(Data to examine):
================================

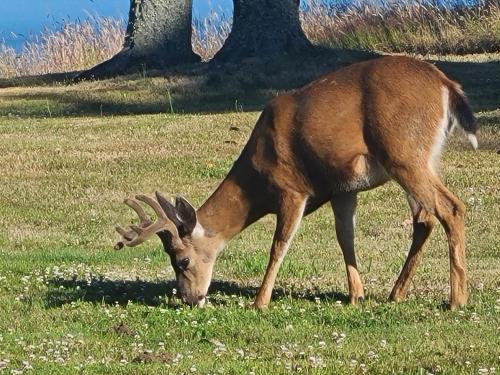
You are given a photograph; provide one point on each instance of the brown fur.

================================

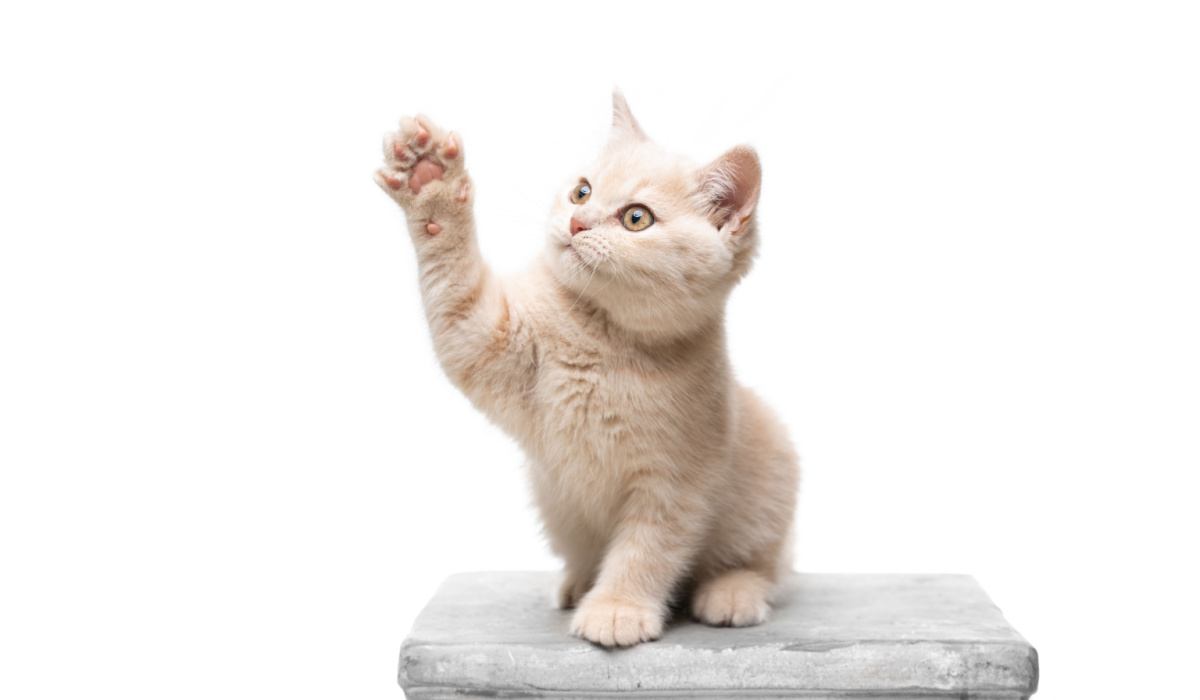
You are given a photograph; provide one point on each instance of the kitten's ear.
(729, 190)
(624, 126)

================================

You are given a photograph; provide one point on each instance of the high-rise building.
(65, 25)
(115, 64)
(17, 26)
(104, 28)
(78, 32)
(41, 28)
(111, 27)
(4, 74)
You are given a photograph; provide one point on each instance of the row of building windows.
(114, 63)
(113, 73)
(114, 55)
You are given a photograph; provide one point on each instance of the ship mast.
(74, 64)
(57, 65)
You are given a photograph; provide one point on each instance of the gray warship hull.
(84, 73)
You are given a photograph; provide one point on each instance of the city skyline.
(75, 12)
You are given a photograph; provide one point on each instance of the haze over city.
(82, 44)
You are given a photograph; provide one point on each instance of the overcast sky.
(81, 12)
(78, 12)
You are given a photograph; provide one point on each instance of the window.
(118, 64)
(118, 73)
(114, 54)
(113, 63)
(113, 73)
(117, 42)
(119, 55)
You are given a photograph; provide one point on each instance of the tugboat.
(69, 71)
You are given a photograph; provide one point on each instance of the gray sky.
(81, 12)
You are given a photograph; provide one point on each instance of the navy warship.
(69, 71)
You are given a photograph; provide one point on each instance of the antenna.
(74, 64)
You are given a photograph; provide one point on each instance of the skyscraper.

================================

(Exercise directions): Whatever else the listing above holds, retype exactly only the lines from the one containing "the gray sky." to the one containing "of the skyscraper.", both ends kept.

(Answer section):
You are given a photograph; provide one point on each instance of the gray sky.
(81, 12)
You are given a photograph; provide one point on each instance of the navy warship.
(69, 71)
You are given a photograph; provide one point on each instance of the antenna.
(74, 64)
You are given a photograph; provide one point on each instance of the skyscraper.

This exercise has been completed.